Liste des tâches>
(1) Répondez aux questions suivantes à partir du texte sur la conférence de Paris :
(a) À quel média M. Macron a-t-il expliqué sa nouvelle position ?
(b) Combien de principes clés la conférence a-t-elle permis d’articuler ?
(c) Quelle forme d’aide humanitaire est citée nommément dans le deuxième principe ?
(2) Reproduisez fidèlement le passage du texte sur la conférence de Paris qui commence aux mots «La conférence de» et s’arrête après les mots «à grande échelle.».

Texte de la page>
***

Après la conférence, M. Macron a clarifié sa nouvelle position. Il a expliqué à la BBC que «la conclusion claire» de tous les gouvernements et agences présents au sommet était qu’«il n’y a pas d’autre solution qu’une pause humanitaire d’abord, pouvant se transformer en cessez-le-feu». Il a ajouté : «De facto, aujourd’hui, des civils sont bombardés. Ces bébés, ces femmes, ces personnes âgées sont bombardés et tués. Il n’y a aucune justification et aucune légitimité à cela. Nous appelons donc Israël à arrêter.»

La conférence de Paris a été un véritable succès diplomatique pour la présidence française. Elle a permis d’articuler cinq principes clés pour faire face à la guerre de Gaza.

Premièrement, une pression accrue est nécessaire pour garantir le respect du droit humanitaire international et de la dignité humaine fondamentale. Cela signifie que les civils doivent être protégés et que leurs besoins essentiels doivent être satisfaits, où qu’ils se trouvent à Gaza. Les représentants de l’ONU ont insisté sur le fait qu’ils ne peuvent pas participer à l’expulsion par Israël de centaines de milliers de civils désespérés de Gaza vers des zones dites «sûres».

Deuxièmement, l’aide humanitaire, notamment le carburant, devrait être autorisée à entrer dans Gaza en toute sécurité, sans entrave, de manière fiable et à grande échelle.

***

Données affichées>
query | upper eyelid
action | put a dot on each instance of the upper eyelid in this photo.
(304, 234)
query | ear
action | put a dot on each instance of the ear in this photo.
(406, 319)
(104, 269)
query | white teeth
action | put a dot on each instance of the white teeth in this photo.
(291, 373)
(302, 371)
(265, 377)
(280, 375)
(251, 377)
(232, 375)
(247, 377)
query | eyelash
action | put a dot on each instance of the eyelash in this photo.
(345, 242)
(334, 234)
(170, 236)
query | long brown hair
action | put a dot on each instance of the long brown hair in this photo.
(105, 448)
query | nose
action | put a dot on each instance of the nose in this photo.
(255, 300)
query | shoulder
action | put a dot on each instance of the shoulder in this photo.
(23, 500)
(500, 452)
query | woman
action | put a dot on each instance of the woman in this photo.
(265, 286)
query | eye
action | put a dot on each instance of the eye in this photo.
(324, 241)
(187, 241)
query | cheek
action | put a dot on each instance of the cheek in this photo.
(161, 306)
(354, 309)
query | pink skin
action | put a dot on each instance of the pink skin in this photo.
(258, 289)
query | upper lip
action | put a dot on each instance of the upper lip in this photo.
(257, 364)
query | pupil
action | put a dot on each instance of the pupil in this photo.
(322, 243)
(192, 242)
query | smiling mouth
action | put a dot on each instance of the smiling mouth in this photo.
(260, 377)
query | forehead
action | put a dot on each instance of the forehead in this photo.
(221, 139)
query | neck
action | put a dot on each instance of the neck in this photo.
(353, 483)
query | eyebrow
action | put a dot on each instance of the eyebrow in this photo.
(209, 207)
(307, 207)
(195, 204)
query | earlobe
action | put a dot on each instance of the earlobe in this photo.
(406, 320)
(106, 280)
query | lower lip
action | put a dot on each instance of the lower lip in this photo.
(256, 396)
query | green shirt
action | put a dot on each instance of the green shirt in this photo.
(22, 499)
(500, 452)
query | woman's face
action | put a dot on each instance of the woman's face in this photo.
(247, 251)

***

Réponses aux tâches>
(1)
(a) À la BBC.
(b) Cinq.
(c) Le carburant.

(2)
La conférence de Paris a été un véritable succès diplomatique pour la présidence française. Elle a permis d’articuler cinq principes clés pour faire face à la guerre de Gaza.

Premièrement, une pression accrue est nécessaire pour garantir le respect du droit humanitaire international et de la dignité humaine fondamentale. Cela signifie que les civils doivent être protégés et que leurs besoins essentiels doivent être satisfaits, où qu’ils se trouvent à Gaza. Les représentants de l’ONU ont insisté sur le fait qu’ils ne peuvent pas participer à l’expulsion par Israël de centaines de milliers de civils désespérés de Gaza vers des zones dites «sûres».

Deuxièmement, l’aide humanitaire, notamment le carburant, devrait être autorisée à entrer dans Gaza en toute sécurité, sans entrave, de manière fiable et à grande échelle.